- [Task] Output exactly what appears from the line containing "If you would be so good as to mark the eye" to the end of the data below, and nothing more.

Natural-language object grounding data:
------------------------------
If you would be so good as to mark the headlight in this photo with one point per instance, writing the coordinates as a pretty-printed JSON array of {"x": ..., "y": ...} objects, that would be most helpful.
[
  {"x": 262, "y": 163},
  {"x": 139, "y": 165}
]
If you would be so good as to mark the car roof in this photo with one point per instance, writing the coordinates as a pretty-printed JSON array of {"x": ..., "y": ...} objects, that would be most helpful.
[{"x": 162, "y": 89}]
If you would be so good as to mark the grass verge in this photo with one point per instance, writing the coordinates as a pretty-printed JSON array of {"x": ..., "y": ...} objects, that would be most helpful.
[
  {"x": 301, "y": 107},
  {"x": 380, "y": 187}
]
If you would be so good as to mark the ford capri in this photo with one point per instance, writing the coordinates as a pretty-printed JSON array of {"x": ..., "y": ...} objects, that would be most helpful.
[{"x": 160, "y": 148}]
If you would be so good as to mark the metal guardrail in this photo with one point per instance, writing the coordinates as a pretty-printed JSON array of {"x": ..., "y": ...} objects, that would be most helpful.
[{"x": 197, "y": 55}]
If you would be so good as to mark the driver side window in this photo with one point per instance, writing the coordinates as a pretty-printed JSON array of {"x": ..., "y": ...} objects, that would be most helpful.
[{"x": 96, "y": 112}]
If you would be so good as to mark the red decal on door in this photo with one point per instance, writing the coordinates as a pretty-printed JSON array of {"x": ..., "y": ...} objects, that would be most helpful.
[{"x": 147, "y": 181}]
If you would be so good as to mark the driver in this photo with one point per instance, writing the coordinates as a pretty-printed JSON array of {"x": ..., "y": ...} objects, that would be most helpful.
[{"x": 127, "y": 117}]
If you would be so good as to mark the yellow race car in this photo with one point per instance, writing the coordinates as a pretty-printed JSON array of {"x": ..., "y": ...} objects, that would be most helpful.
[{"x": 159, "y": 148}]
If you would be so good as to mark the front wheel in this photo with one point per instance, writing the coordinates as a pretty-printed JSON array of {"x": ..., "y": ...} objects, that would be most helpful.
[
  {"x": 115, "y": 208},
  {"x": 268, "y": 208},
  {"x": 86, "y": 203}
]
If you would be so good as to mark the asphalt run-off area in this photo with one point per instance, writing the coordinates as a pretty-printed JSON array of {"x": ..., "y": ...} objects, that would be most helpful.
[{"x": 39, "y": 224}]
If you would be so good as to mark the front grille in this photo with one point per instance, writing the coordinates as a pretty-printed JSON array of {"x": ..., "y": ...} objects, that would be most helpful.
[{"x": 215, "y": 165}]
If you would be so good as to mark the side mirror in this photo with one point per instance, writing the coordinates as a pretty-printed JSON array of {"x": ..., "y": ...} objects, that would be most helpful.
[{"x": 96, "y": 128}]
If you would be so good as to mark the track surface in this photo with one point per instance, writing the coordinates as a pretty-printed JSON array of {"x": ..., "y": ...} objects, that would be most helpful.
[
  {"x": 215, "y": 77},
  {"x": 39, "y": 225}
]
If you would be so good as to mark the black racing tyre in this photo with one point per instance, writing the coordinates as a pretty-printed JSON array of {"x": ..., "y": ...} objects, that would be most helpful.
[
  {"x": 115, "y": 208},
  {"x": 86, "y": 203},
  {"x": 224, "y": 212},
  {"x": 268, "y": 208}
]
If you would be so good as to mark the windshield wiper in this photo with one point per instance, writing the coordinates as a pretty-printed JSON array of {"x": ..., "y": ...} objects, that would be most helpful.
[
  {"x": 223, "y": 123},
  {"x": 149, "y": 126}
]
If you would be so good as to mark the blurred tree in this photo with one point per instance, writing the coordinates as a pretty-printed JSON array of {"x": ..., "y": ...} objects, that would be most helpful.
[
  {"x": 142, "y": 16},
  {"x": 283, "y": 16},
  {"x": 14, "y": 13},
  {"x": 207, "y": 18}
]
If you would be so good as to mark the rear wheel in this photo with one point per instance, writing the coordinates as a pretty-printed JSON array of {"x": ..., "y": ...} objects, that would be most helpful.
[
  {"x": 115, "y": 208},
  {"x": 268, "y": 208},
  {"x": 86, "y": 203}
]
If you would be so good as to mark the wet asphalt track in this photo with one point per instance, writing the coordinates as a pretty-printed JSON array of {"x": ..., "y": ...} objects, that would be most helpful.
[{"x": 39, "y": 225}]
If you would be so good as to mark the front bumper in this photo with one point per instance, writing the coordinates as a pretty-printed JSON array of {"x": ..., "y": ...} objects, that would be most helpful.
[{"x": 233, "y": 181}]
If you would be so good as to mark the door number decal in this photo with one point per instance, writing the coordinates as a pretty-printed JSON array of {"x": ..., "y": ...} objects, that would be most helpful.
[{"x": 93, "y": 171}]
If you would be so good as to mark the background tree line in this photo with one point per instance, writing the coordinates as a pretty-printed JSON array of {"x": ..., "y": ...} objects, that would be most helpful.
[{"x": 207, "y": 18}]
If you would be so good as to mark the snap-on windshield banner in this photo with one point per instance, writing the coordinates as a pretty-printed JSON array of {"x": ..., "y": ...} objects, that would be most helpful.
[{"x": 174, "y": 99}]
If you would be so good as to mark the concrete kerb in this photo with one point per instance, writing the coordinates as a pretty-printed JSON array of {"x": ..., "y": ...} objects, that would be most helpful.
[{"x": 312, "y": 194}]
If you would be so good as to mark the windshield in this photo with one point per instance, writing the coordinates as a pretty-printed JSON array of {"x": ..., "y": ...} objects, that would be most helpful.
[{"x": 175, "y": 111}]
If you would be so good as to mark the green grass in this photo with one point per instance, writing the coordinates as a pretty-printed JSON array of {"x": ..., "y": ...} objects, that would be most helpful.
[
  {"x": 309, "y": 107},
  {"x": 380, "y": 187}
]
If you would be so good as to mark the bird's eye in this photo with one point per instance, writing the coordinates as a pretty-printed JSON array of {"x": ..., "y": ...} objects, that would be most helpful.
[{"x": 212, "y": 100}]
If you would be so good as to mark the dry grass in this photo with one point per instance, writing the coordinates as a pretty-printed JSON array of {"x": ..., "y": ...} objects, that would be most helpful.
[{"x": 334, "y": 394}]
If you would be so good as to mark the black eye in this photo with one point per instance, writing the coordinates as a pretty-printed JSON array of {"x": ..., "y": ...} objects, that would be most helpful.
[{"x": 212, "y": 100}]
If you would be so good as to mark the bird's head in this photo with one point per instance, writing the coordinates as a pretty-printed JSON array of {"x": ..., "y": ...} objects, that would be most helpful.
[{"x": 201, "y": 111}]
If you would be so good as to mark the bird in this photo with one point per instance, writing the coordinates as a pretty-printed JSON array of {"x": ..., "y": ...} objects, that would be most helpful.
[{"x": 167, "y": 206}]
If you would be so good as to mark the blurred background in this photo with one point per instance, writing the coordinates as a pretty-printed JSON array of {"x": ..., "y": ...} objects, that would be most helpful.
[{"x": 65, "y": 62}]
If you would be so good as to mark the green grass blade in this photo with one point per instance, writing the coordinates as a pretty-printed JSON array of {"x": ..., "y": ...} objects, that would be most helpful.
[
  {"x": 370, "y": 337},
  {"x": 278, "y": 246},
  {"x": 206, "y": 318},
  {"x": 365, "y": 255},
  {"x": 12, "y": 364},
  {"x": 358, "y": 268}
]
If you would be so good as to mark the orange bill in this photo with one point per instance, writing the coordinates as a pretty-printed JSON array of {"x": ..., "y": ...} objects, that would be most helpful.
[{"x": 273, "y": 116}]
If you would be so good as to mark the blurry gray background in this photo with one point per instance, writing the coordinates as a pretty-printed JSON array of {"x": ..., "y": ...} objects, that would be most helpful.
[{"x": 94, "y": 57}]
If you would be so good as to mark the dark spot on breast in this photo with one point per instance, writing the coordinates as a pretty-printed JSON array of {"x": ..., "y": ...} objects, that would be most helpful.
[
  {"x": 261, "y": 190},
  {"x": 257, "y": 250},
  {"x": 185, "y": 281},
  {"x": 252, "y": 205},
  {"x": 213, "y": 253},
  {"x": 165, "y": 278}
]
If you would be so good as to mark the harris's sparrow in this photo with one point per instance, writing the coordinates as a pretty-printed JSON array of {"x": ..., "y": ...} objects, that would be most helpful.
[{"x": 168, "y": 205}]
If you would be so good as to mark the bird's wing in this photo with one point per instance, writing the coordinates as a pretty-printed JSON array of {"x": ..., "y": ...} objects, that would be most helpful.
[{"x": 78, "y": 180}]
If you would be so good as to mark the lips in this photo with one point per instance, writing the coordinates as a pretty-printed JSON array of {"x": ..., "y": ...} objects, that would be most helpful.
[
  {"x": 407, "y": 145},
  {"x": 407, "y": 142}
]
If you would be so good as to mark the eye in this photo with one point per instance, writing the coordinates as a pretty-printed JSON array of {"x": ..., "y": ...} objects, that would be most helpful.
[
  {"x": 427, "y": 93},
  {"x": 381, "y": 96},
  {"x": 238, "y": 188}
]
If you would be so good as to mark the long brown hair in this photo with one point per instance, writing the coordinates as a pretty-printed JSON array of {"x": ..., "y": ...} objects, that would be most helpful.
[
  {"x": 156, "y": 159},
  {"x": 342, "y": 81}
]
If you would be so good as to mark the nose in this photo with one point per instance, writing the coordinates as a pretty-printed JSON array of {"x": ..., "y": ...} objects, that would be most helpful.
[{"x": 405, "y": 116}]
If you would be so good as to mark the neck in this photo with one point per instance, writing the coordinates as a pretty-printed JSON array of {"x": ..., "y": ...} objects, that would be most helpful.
------------------------------
- [Task result]
If you would be so good as to mark the eye in this photo with one point per instance, writing the coordinates as a pretty-printed JSON array of {"x": ..., "y": ...} objects, that would be most helpful.
[
  {"x": 427, "y": 93},
  {"x": 381, "y": 96},
  {"x": 238, "y": 188}
]
If you would be so good as to mark the long brown hair in this photo with one point per instance, writing the coordinates as a pretty-printed JSON array of {"x": ..., "y": ...} objects, that would be most helpful.
[
  {"x": 156, "y": 159},
  {"x": 342, "y": 81}
]
If you would be so good as to mark the nose in this photo with one point per instance, writing the coordinates as a pretty-printed JSON array of {"x": ..., "y": ...} objects, that would be most helpful.
[{"x": 405, "y": 116}]
If you would be so good as to mark the neck in this photo with one point per instance, writing the coordinates as a pretty-printed JSON array of {"x": ..., "y": ...} objects, that would be most helpful.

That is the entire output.